Category Archives: Copperman’s Day

Plough Monday & Copperman’s Day

Plough to Oven

Last week, St. Distaff’s Day signaled back to the workaday world for the women, and with the arrival of the Monday after Epiphany we have the official back-to-work-after-Yuletide day for the men: this is Plough Monday. There is a ceremonial ploughing of the ground on this day, which very often, in days of dirt roads, would be in the very road that ran through the village. The ploughs would be finely decorated, the men would parade in costume, there would be music and mummers and plays and a great hoopla of noise and all kinds of good sport. There would be a collection taken up door to door to pay for the tavern bill that came after; those who were too stingy to contribute risked having the path to their door ploughed, as well. Best, then, to contribute a few pennies to their sport.

When it comes to the costumes, the sillier, the better, and for sure there is a bit of the Feast of Fools, which we saw during the Twelve Days of Christmas, that comes into play on Plough Monday. It is traditional for one man in each Plough Monday gathering to dress as the Bessy, an old woman who we can link firmly to pagan goddess celebrations: she is the personification of the hag, the old woman of winter who, in the seasonal round of the year, will transform come spring into the virginal young goddess. And spring is not that far away in this world of spiraling circular tradition: Come February 2, we are halfway between Midwinter Solstice and Spring Equinox, a day marked by the holidays Candlemas, Imbolc, and Groundhog Day. It is a day seen in the traditional reckoning of time as spring’s first stirrings, even if winter still holds a strong grip. The sun is gaining strength by then, with considerably more daylight on the 2nd of February than there was on the 21st of December.

There is another old tradition in Holland on this First Monday after Epiphany, little known, but important to those in the print trade (and to us here at Convivio Bookworks, for we are, at heart, a print shop): It is Copperman’s Day, a traditional Dutch printer’s holiday in which the printshop apprentices would be given the day off so they could work on a project of their own. The small prints that were a result of the day were typically sold for a copper apiece.

Supplied information
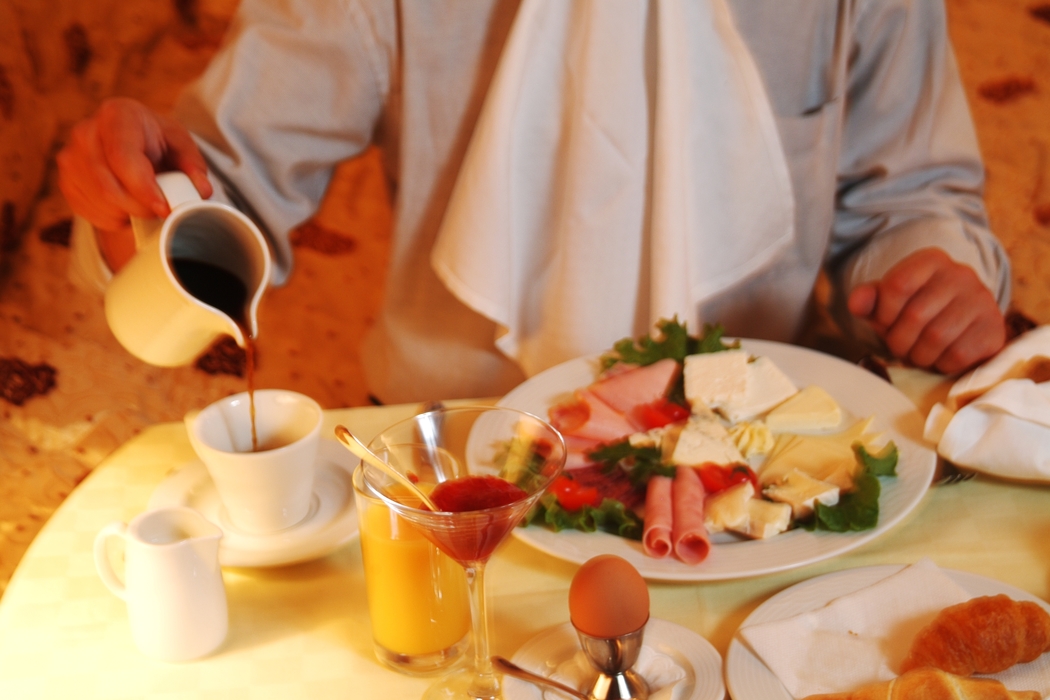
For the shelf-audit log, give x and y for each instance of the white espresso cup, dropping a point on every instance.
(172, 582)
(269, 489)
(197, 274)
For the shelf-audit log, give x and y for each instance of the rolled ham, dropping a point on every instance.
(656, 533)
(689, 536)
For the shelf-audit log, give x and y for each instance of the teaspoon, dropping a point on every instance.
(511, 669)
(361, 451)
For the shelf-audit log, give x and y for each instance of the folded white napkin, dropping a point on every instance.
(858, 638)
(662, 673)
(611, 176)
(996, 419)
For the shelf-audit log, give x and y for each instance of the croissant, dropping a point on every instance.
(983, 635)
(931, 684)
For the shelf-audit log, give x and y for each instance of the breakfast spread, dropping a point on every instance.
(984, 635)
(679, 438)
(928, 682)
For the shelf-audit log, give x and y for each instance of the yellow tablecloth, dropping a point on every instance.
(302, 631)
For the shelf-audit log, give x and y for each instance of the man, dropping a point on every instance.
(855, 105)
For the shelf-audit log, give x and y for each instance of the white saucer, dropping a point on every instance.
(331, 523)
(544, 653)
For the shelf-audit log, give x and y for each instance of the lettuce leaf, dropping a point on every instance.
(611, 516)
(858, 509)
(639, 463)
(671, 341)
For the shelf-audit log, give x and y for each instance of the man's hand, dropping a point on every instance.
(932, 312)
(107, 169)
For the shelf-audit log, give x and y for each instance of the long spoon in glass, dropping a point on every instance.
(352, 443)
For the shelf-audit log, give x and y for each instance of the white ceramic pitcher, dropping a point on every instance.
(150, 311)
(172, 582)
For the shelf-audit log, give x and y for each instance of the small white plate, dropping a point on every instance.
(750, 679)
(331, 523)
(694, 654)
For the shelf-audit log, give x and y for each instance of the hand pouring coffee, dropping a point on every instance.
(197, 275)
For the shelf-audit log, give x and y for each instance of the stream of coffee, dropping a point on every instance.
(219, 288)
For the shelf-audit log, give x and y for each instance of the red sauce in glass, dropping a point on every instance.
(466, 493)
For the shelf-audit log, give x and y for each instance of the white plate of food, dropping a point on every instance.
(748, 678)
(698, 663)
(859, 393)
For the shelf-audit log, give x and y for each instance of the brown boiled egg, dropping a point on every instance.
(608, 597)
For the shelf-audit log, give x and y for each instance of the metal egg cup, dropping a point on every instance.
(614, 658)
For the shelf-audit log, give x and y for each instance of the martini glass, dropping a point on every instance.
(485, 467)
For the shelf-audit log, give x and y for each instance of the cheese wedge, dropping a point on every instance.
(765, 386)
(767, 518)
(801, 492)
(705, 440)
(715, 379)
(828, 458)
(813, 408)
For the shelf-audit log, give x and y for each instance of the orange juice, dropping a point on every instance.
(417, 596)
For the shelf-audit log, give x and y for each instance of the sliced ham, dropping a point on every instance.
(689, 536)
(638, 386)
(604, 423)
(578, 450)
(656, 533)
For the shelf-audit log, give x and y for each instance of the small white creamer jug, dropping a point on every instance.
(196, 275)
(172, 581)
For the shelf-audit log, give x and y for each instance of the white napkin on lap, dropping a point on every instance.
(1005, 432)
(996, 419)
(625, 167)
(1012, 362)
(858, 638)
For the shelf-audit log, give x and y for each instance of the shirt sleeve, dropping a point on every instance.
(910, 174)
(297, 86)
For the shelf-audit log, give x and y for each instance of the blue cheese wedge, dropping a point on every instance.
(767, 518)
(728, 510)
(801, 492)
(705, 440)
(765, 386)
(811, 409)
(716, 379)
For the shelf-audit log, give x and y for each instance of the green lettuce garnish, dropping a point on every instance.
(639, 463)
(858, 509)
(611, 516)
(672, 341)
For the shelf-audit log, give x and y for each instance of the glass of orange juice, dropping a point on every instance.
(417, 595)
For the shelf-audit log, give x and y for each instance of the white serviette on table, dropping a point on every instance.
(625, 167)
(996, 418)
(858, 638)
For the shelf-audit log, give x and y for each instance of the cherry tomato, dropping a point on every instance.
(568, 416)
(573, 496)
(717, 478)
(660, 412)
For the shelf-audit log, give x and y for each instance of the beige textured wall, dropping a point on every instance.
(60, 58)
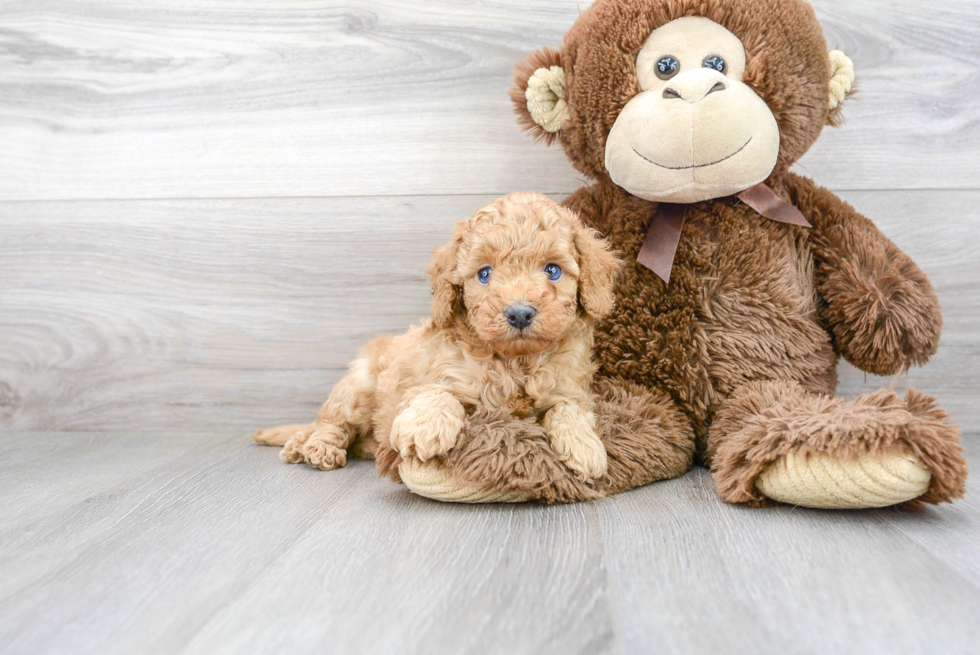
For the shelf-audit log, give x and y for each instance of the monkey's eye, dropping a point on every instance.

Stated exercise
Continue the text on Plough Monday and Copperman's Day from the point where it stops.

Exercise output
We’ve been working at reviving this fine tradition and for the past few years have been creating a Copperman’s Day print. To date, they’ve all been mini-prints, the size of a standard postcard, printed letterpress by hand from historic wood and metal types. Each color a separate print run. It is slow and steady work and it often takes us more than a day to print them. In 2014, we printed our first Copperman’s Day print, which reads Take Joy. Last year’s, the second Copperman’s Day print, reads Take Peace. If these two lines sound familiar to you, you already know what this year’s print will read. All three of our Copperman’s Day prints so far are inspired by a Christmas Revels reading originally penned in 1513 by Fra Giovanni Giocando, who, on Christmas Eve of that year wrote a letter to his friend, the Countess Allagia Aldobrandeschi. In 1978, Fra Giovanni’s letter was distilled to its essence for the Christmas Revels performance at the beautiful Sanders Theater in Cambridge, Massachusetts. Here it is:

I salute you. There is nothing I can give you which you have not,
but there is much that while I cannot give,
you can take.

No heaven can come to us unless our hearts find rest in it today.
Take heaven.

No peace lies in the future which is not hidden in this present instant.
Take peace.

The gloom of the world is but a shadow.
Behind it, yet within our reach, is joy.
Take joy.

And so at this Christmastime,
I greet you, with the prayer that for you,
now and forever,
the day breaks
and the shadows
flee away.

And so we have beseeched you these past two years to take joy, to take peace. And now, we suggest you take heaven. Let our hearts find rest in it today. We’ll be working on this year’s Copperman’s Day print as best we can this day. We’ll let you know when it’s available for purchase. (It will most likely be ready later than today and it will be a bit more than a copper, sorry!)

 

Image: Detail from “Kronengrasse in Stockach” (Crown Alley in Stockach, which is a town in the district of Konstanz, Germany). It’s a series of tiles on a wall of a building there (the shop of a pretzel baker, I’d guess), photographed by Frank Vincentz in 2011 and used by permission of Creative Commons.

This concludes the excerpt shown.